■ Required action 1
In the news piece on the Wellcome Trust's investment pay, what value is given for the investment portfolio now?
■ Required action 2
Carry on the news piece on the Wellcome Trust's investment pay from its last sentence.

■ Excerpted text
———

Wellcome Trust pays investment team £11m as portfolio rises in value
The Wellcome Trust paid its investment executives more than £11m last year, including £5m for its chief investment officer, after its investment portfolio rose in value.
Its investment portfolio returned 5.2% in the year to 30 September, or 3.5% after inflation, and the portfolio is now valued at £37.6bn, up from £36.8bn the year before.
Charitable spending was £1.6bn last year, in line with its plan to pay out £16bn over the decade to 2032, but down slightly from 1.7bn the previous year.
Wellcome has backed the world’s first-ever vaccine against chikungunya, a debilitating mosquito-borne viral disease, which gained approval, through the Coalition for Epidemic Preparedness Innovations, co-founded by Wellcome and partners in 2017.
Wellcome also funded the early trials of Cobenfy, the first new drug for schizophrenia in 50 years.

———

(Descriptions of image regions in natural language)
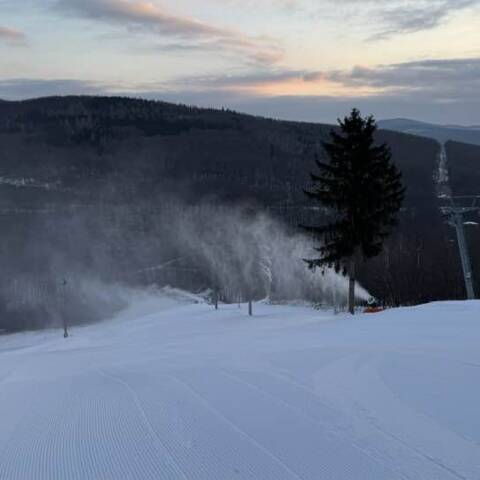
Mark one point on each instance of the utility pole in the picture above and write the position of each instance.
(456, 219)
(64, 309)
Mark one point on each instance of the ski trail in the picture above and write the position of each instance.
(442, 176)
(145, 419)
(322, 425)
(238, 430)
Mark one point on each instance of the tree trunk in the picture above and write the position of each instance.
(215, 298)
(351, 286)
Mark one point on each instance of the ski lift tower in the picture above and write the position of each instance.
(456, 218)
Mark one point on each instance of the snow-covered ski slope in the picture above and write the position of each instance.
(174, 390)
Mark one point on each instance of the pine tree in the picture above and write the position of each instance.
(362, 189)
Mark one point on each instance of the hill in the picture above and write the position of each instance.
(441, 133)
(97, 185)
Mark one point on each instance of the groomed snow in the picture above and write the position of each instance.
(175, 390)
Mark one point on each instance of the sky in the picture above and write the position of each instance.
(308, 60)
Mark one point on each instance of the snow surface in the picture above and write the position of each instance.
(171, 389)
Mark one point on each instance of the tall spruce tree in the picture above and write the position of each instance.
(362, 189)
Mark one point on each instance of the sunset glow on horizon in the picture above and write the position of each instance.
(398, 57)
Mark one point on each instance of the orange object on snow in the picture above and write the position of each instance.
(373, 310)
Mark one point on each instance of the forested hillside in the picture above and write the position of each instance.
(92, 184)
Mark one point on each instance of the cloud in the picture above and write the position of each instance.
(415, 16)
(440, 90)
(148, 18)
(12, 36)
(444, 78)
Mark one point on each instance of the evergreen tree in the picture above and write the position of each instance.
(362, 189)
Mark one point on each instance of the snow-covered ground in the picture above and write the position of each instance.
(175, 390)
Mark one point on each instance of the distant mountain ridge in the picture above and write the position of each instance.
(93, 175)
(441, 133)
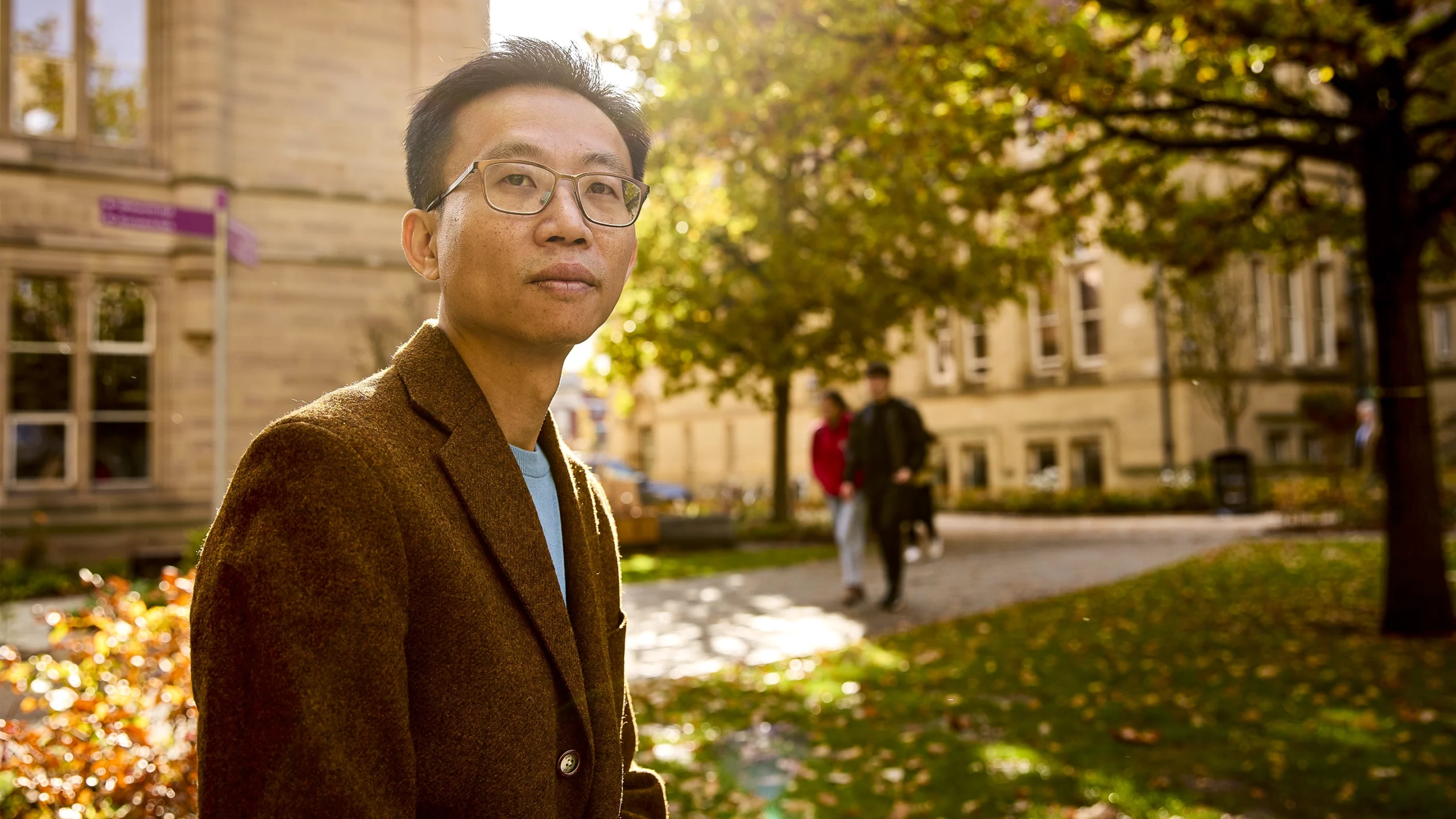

———

■ Reply 1
£37.6bn

■ Reply 2
The charity’s senior investment team was paid £11.1m last year, up from £9.5m the year before, dwarfing its governors’ remuneration of £803,665. Nick Moakes, the chief investment officer, received more than £5m, and is among the highest-paid charity workers in the UK. Moakes is leaving in March.
Wellcome noted that much of it will be deferred, depending on the future performance of its investment portfolio.
It argues:
Having an in-house investment team rather than outsourcing to external investment managers saves us hundreds of millions a year which we can spend on science to solve urgent health challenges.
Moakes will be replaced by two of the existing team who will become co-chief investment officers, Lisha Patel and Fabian Thehos.
Julia Gillard, chair of Wellcome’s board of governors, said:
This year, impacts from Wellcome’s work include a new treatment for schizophrenia, the first ever vaccine for the infectious disease chikungunya, and our new funding scheme for researchers from under-represented backgrounds in UK research to progress their careers.
Advances made by researchers we fund – and which we hope will have health impact in years to come – include insights into liver regeneration, drivers of autoimmune diseases, and a neural map of an adult fly’s brain which will help unlock new knowledge about how our own brains work.
We are well on track with our plan to spend £16bn between 2022 and 2032 on supporting science to solve the urgent health challenges facing everyone.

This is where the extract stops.